# CHALLENGE
All the data should be repeated exactly. Any image in it is left out.

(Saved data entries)
+ + + + +

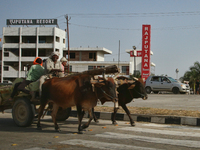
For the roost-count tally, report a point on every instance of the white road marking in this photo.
(171, 126)
(103, 145)
(164, 132)
(38, 148)
(187, 143)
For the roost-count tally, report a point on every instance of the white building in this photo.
(21, 45)
(82, 59)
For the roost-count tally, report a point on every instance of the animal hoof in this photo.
(39, 128)
(58, 130)
(97, 121)
(133, 124)
(115, 123)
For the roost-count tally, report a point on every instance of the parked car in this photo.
(165, 83)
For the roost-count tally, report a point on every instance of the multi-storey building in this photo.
(82, 59)
(21, 45)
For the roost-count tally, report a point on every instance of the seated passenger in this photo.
(53, 68)
(34, 73)
(63, 60)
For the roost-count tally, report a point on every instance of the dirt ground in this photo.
(149, 111)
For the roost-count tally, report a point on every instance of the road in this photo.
(103, 135)
(167, 101)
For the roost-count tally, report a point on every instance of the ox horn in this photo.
(135, 78)
(115, 76)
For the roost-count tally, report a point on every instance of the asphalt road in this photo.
(166, 101)
(102, 135)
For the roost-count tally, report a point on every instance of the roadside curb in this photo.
(192, 121)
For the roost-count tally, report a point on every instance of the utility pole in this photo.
(119, 54)
(67, 19)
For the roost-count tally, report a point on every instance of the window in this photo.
(66, 68)
(6, 68)
(156, 79)
(100, 67)
(72, 55)
(91, 67)
(92, 56)
(125, 70)
(6, 54)
(57, 39)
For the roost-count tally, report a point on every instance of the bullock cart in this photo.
(24, 107)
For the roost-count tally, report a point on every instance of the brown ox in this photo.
(126, 93)
(76, 91)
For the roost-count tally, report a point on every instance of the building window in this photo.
(100, 67)
(28, 39)
(57, 39)
(91, 67)
(92, 56)
(6, 68)
(6, 54)
(125, 70)
(28, 52)
(66, 68)
(72, 55)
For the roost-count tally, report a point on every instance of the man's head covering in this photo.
(38, 61)
(63, 59)
(55, 53)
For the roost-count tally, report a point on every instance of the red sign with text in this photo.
(139, 54)
(146, 39)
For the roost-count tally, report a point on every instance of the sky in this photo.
(175, 27)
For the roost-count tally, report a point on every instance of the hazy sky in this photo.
(175, 24)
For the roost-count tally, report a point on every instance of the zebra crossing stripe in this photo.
(171, 126)
(38, 148)
(164, 132)
(186, 143)
(103, 145)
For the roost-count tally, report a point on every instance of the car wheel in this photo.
(148, 90)
(175, 90)
(23, 112)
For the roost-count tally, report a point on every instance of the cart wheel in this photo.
(23, 112)
(63, 114)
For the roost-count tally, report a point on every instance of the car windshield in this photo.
(172, 80)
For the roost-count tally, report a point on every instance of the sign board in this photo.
(146, 39)
(139, 54)
(31, 22)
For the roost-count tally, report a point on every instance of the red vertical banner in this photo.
(146, 40)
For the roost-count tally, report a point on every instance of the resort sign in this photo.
(146, 39)
(31, 22)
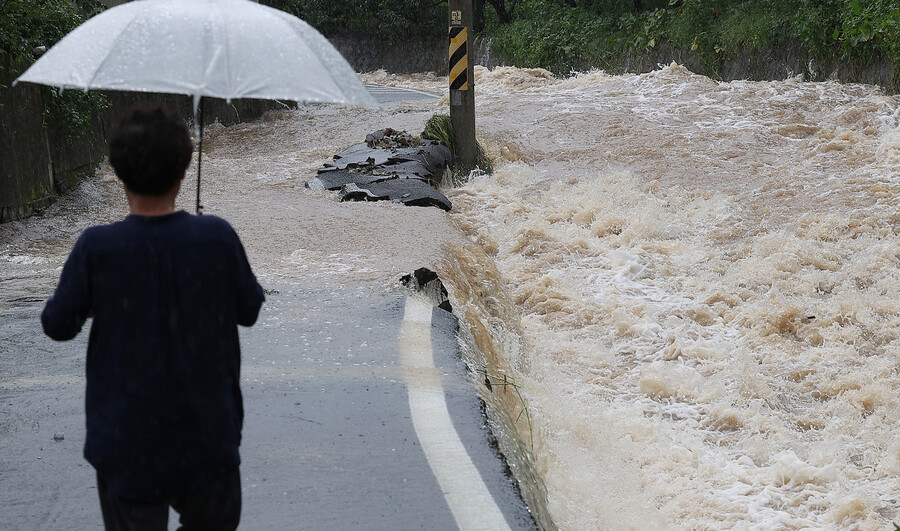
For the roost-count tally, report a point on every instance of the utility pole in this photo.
(462, 82)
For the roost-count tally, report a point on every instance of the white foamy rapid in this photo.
(706, 273)
(708, 277)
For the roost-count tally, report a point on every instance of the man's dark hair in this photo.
(150, 149)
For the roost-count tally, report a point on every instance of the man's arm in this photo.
(249, 293)
(68, 308)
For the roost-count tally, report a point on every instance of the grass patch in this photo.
(439, 127)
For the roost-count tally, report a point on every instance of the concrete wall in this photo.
(37, 163)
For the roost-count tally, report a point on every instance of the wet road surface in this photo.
(343, 403)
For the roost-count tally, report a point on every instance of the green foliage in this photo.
(27, 26)
(566, 35)
(439, 127)
(392, 20)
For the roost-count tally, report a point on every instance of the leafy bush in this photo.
(27, 27)
(566, 35)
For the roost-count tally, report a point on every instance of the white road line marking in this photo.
(471, 503)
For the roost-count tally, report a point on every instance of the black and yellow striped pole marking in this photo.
(459, 59)
(462, 84)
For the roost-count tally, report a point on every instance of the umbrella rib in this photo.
(109, 55)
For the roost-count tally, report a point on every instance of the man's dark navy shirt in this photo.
(163, 402)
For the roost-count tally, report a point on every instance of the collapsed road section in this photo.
(389, 166)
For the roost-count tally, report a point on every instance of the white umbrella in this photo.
(225, 49)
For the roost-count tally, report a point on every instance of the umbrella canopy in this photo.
(225, 49)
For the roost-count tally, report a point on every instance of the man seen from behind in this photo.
(166, 291)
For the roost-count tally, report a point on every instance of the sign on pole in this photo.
(462, 83)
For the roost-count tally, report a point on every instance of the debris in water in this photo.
(390, 166)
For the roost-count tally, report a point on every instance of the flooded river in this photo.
(695, 284)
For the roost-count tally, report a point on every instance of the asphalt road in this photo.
(359, 414)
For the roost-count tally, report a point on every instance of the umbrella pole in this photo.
(199, 154)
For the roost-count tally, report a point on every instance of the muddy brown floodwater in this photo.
(695, 283)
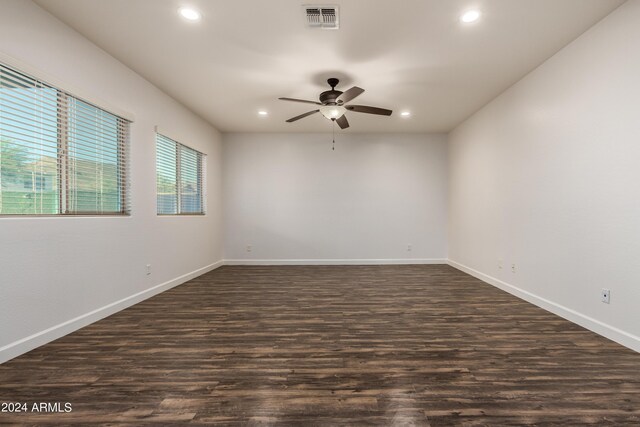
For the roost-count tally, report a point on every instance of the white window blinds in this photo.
(179, 178)
(58, 154)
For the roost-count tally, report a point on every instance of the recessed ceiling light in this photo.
(189, 14)
(470, 16)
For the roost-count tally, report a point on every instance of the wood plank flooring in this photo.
(326, 346)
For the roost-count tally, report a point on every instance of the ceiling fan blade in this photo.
(350, 94)
(302, 116)
(342, 122)
(300, 100)
(368, 110)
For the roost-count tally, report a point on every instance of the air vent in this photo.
(325, 17)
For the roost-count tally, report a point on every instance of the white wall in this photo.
(55, 270)
(547, 177)
(294, 199)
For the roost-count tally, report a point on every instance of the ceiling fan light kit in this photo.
(332, 112)
(333, 105)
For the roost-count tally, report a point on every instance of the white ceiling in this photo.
(409, 54)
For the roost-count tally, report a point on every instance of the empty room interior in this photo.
(410, 213)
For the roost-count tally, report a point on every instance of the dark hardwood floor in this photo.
(330, 345)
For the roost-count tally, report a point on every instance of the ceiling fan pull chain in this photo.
(333, 128)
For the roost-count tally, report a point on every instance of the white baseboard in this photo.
(621, 337)
(333, 261)
(38, 339)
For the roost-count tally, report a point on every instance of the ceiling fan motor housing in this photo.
(329, 97)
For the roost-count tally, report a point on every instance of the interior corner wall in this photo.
(293, 199)
(545, 179)
(59, 274)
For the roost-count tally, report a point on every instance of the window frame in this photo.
(201, 177)
(62, 156)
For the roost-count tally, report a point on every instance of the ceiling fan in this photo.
(333, 105)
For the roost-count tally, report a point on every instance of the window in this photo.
(59, 155)
(179, 172)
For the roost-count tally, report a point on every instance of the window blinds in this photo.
(179, 177)
(58, 154)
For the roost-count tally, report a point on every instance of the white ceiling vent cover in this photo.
(325, 17)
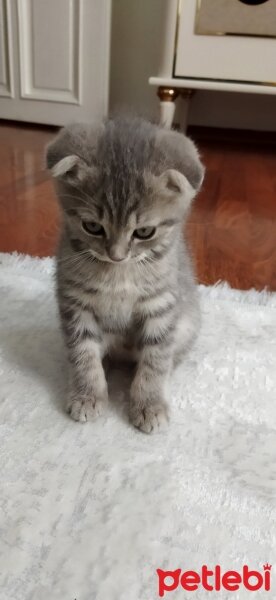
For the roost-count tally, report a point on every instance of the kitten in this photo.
(124, 278)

+ + + + +

# CORRECT ANSWER
For the roost-count tally, report a point on every instance of the white road marking in this photo.
(171, 126)
(103, 145)
(164, 132)
(38, 148)
(187, 143)
For the roost-count tally, report a point on every instance of the white building in this photo.
(21, 45)
(82, 59)
For the roost-count tally, report a point on every instance of the animal hoof in this photo.
(39, 128)
(58, 130)
(97, 121)
(133, 124)
(115, 123)
For the roost-count tally, report a point on every instance of the parked car in this photo.
(165, 83)
For the roost-count tally, report a point on every instance of the multi-storey building in this photo.
(82, 59)
(21, 45)
For the roost-count tally, report a point on every instance of the seated passenger in this photo.
(53, 68)
(34, 73)
(63, 60)
For the roost-count tally, report a point on every instance of the dirt ground in this photo.
(149, 111)
For the roost-count tally, report a point on every instance of the road in this photo.
(103, 135)
(167, 101)
For the roost-count tally, report a point on every instance of the ox horn in this photo.
(135, 78)
(115, 76)
For the roost-count tally, report a point on every instance of the asphalt road in this photo.
(166, 101)
(102, 135)
For the roost-count tally, report a point on every instance of the roadside curb in this photo.
(192, 121)
For the roost-count tally, report a point on every instance of the utility pole in this photo.
(119, 54)
(67, 19)
For the roost-count tally, report a point on every instance of the window in this photo.
(66, 68)
(6, 68)
(156, 79)
(100, 67)
(72, 55)
(91, 67)
(92, 56)
(125, 70)
(6, 54)
(57, 39)
For the roost-count tally, report a point on every instance of the bullock cart in this photo.
(24, 107)
For the roost-count tally, report a point on every instance of the brown ox in this photo.
(126, 93)
(76, 91)
For the roost-count tally, report a point on every instance of the building window in this photo.
(100, 67)
(28, 39)
(57, 39)
(91, 67)
(92, 56)
(6, 68)
(6, 54)
(125, 70)
(28, 52)
(66, 68)
(72, 55)
For the roost-count tally, report a point on every instance of the man's head covering in this photo.
(38, 61)
(63, 59)
(55, 53)
For the roost-count tally, report a point on every instance of the red sign with text in this photo.
(139, 54)
(146, 39)
For the roost-count tally, report a point on every instance of the sky in this photo.
(175, 27)
For the roost-count tally, report a point on every instance of the hazy sky in this photo.
(175, 24)
For the roost-count tally, report a point on every instance of the zebra crossing stripe in this photo.
(171, 126)
(38, 148)
(164, 132)
(186, 143)
(103, 145)
For the roost-count tally, report a point on every instance of the car wheel in this photo.
(148, 90)
(175, 90)
(23, 112)
For the roost-count tally, report a point on every instance of the cart wheel in this photo.
(23, 112)
(63, 114)
For the roost-count tally, report a point on every instance of the car windshield in this photo.
(172, 80)
For the roost-count tally, report a point on every instance of the sign board in this photo.
(146, 39)
(139, 54)
(31, 22)
For the roost-count tally, report a point on every instance of the red vertical banner in this photo.
(146, 40)
For the roost-count tally, report a point on every instance of the resort sign in this photo.
(146, 39)
(31, 22)
For the roost-count tally, report a point on every instance of the utility pole in this photo.
(462, 82)
For the roost-count tally, report a point on every instance of the white foamy rapid in this photo.
(706, 273)
(708, 277)
For the roost-count tally, report a point on every instance of the man's dark hair in this photo.
(150, 149)
For the roost-count tally, report a point on every instance of the man's arm in this photo.
(249, 293)
(68, 308)
For the roost-count tally, report a point on every instance of the grass patch in this photo.
(439, 127)
For the roost-count tally, report a point on every instance of the concrete wall in this photo.
(37, 163)
For the roost-count tally, report a point on every instance of the wet road surface in this photo.
(343, 403)
For the roost-count tally, report a point on every instance of the green foliage in this photo.
(27, 26)
(566, 35)
(439, 127)
(392, 20)
For the roost-count tally, report a point on every instance of the leafy bush in this photo.
(27, 27)
(566, 35)
For the roost-count tally, report a point on every instance of the white road line marking in this photo.
(471, 503)
For the roost-count tally, report a point on every instance of the black and yellow striped pole marking in this photo.
(459, 59)
(462, 84)
For the roost-count tally, report a point on every instance of the umbrella rib in this photo.
(109, 55)
For the roost-count tally, report a point on every instance of the man's dark navy shirt in this photo.
(163, 402)
For the roost-count tally, report a point on every instance of the collapsed road section in this photo.
(389, 166)
For the roost-count tally, report a point on every instance of the white umbrella in this photo.
(225, 49)
For the roost-count tally, report a point on every instance of the umbrella canopy in this photo.
(225, 49)
For the roost-count tally, report a point on every instance of the man seen from behind in this photo.
(166, 291)
For the roost-count tally, report a point on every instance of the sign on pole in this photo.
(462, 83)
For the roost-count tally, report a point on every instance of the debris in water in this photo.
(390, 166)
For the roost-count tally, report a point on every instance of the flooded river in this photo.
(695, 284)
For the roost-count tally, report a point on every instance of the asphalt road in this photo.
(359, 414)
For the roost-count tally, report a point on every instance of the umbrella pole in this photo.
(199, 154)
For the roost-count tally, report a point on every instance of the muddy brown floodwater in this photo.
(695, 283)
For the roost-count tally, report a point on every instance of the white window blinds in this photo.
(179, 178)
(58, 154)
For the roost-count tally, report a point on every instance of the recessed ceiling light in this photo.
(189, 14)
(470, 16)
For the roost-count tally, report a point on every instance of the wood plank flooring in this photo.
(326, 346)
For the roost-count tally, report a point on every instance of the ceiling fan blade in this photo.
(350, 94)
(302, 116)
(342, 122)
(300, 100)
(368, 110)
For the roost-count tally, report a point on every instance of the air vent in this photo.
(325, 17)
For the roost-count tally, report a point on every instance of the white wall in this photo.
(55, 270)
(547, 177)
(294, 199)
For the roost-count tally, report a point on every instance of the ceiling fan light kit in this photo.
(332, 112)
(333, 105)
For the roost-count tally, report a point on every instance of the white ceiling in this photo.
(409, 54)
For the roost-count tally, report a point on every instance of the empty room interior in this photo.
(410, 213)
For the roost-count tally, report a point on every instance of the dark hardwood floor in this photo.
(330, 345)
For the roost-count tally, report a point on every instance of the ceiling fan pull chain in this photo.
(333, 128)
For the roost-count tally, report a point on every instance of the white baseboard in this photo.
(621, 337)
(333, 261)
(38, 339)
For the roost-count tally, report a point on every instance of the ceiling fan motor housing in this photo.
(329, 97)
For the roost-count tally, report a point on every instance of the interior corner wall in this photo.
(293, 199)
(545, 179)
(59, 274)
For the roost-count tally, report a point on every instance of the window frame in this photo.
(201, 177)
(62, 156)
For the roost-count tally, report a point on every instance of the ceiling fan in this photo.
(333, 105)
For the roost-count tally, report a point on every instance of the window in this photo.
(59, 155)
(179, 172)
For the roost-count tally, report a point on every instance of the window blinds in this photo.
(179, 177)
(58, 154)
For the roost-count tally, report a point on every instance of the white ceiling vent cover in this photo.
(325, 17)
For the roost-count tally, report a point on every instance of the kitten in this photo.
(124, 278)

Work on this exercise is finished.